#### [Written request]
Format the lines of the material from the one containing "Find the wooden" through the one containing "456), (216, 383)]" as a JSON list of strings, one string per line, leaving out any blank lines.

Items listed in a dataset
——————————
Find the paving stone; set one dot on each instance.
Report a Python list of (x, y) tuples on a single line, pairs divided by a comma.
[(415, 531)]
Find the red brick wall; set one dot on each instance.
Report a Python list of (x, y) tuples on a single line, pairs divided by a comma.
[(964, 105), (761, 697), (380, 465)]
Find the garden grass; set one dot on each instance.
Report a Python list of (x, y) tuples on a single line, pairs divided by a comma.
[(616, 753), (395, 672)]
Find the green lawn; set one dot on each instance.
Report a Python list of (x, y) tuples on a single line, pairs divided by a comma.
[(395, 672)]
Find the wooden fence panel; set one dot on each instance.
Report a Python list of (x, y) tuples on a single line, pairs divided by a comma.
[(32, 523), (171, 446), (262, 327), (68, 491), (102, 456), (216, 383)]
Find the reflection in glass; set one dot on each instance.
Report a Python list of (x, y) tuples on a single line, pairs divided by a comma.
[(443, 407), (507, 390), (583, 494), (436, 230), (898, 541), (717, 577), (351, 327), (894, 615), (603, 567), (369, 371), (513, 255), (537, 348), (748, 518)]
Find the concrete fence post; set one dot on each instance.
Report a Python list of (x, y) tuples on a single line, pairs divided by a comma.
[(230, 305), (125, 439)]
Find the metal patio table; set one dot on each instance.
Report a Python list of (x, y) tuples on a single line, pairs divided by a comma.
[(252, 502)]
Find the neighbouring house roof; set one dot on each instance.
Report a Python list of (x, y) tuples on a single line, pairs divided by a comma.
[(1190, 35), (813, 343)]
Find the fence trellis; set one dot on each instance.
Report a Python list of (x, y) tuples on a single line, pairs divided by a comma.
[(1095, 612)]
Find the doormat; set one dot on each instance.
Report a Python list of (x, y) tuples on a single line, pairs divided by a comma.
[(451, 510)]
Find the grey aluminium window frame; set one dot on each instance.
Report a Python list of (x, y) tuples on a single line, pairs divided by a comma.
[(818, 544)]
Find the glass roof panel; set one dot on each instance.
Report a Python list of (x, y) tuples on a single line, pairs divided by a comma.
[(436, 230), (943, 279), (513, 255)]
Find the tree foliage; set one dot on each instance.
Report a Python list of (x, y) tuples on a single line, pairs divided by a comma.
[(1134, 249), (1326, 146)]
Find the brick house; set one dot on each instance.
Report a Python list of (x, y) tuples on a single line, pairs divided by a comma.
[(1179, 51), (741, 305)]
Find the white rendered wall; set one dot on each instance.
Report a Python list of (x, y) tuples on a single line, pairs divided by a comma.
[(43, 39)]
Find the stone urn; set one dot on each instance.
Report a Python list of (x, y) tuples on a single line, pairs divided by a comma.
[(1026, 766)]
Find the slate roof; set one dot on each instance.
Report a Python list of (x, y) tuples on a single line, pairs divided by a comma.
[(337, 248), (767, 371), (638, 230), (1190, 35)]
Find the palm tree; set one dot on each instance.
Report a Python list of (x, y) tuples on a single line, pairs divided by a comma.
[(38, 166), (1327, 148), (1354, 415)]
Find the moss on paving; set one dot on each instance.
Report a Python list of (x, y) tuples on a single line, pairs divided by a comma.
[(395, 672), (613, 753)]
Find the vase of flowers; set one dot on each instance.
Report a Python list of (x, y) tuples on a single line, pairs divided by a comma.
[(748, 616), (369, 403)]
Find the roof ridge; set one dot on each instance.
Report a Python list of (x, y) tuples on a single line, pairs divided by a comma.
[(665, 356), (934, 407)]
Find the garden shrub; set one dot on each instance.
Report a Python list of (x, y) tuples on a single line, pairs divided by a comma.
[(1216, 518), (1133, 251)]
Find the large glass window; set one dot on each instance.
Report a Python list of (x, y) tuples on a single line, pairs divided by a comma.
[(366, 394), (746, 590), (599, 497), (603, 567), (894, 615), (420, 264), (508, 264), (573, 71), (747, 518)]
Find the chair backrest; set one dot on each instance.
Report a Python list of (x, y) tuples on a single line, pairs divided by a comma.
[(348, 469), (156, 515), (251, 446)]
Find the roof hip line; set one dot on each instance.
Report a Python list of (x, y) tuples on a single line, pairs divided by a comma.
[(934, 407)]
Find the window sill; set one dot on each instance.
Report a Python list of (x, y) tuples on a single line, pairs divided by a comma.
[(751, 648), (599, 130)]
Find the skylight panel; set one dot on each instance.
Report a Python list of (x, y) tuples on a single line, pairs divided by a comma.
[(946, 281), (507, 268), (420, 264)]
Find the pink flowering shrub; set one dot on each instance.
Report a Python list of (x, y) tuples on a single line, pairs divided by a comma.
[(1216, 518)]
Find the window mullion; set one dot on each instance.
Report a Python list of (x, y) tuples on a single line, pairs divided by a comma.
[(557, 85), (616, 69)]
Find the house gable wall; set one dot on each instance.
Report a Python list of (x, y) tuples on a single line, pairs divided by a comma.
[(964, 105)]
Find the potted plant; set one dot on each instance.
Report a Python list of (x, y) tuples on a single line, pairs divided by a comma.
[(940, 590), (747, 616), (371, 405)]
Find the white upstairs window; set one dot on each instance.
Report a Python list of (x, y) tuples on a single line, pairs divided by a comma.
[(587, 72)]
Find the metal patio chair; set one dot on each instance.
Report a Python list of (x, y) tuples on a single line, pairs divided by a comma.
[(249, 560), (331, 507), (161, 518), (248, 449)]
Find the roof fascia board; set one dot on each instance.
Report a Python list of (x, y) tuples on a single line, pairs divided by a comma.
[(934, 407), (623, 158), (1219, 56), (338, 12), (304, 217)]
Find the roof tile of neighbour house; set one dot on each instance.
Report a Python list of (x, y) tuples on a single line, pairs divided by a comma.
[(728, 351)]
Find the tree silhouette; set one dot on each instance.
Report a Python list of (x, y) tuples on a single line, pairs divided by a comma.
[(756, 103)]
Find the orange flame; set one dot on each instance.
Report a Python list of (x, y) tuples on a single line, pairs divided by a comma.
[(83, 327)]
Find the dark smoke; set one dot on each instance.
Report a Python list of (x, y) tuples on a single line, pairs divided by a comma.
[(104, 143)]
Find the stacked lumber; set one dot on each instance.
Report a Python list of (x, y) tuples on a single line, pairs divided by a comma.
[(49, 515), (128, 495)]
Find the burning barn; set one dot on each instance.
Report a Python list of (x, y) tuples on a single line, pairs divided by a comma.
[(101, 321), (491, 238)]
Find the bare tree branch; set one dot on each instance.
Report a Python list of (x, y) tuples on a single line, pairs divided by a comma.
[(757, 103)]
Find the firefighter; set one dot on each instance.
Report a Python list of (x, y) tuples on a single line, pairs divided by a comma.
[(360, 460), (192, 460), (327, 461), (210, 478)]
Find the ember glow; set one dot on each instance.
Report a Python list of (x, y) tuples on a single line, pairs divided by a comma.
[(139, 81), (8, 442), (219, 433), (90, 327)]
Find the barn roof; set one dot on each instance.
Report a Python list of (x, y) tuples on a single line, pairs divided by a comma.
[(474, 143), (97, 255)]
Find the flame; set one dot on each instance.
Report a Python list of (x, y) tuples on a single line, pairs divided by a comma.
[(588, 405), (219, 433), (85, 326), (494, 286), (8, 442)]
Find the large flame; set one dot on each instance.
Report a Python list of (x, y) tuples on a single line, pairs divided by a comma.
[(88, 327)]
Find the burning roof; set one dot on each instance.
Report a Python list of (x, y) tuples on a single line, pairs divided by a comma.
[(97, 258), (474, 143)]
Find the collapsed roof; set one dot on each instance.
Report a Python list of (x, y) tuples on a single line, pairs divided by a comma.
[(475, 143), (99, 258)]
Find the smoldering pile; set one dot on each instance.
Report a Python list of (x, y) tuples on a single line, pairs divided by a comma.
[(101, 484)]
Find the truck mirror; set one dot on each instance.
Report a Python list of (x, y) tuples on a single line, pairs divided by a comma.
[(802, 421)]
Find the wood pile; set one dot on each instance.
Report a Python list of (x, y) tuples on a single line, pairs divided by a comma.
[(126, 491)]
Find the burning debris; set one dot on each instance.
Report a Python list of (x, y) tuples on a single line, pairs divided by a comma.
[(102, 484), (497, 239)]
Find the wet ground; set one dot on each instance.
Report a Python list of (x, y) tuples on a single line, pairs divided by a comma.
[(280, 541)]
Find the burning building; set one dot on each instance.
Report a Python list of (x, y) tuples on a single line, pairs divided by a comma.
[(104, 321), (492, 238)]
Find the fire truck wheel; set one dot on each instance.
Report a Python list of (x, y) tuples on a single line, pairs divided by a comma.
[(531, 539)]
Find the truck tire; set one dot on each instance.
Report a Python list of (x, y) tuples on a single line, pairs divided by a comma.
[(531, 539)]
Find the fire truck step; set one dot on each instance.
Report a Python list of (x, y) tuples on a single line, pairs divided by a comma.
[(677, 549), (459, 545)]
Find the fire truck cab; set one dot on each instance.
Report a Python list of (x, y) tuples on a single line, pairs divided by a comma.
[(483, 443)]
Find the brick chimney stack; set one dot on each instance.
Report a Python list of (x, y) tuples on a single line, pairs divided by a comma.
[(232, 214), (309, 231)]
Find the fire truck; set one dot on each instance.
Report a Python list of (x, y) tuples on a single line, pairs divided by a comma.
——————————
#### [Solution to this task]
[
  "Find the wooden fence panel; set one dot on each instance.",
  "Report a Python list of (x, y) tuples on a single line, pairs divided by a comma.",
  "[(32, 523), (171, 446), (262, 327), (68, 491), (102, 456), (216, 383)]"
]